Exercise aim — Please extract every line in the listing below that contains the word "When".

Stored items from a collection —
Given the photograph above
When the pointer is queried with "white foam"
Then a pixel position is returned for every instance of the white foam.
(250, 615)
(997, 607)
...
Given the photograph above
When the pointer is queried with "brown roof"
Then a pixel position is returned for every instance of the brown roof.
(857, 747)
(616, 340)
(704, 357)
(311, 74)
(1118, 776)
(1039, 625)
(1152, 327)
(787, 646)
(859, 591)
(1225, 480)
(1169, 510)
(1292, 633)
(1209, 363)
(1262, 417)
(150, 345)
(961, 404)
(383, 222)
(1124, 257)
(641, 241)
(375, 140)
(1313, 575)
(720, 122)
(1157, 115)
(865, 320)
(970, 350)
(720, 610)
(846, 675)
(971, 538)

Result of the task —
When the pointer is queried with "white foam"
When the pointer is queried with "brown roof"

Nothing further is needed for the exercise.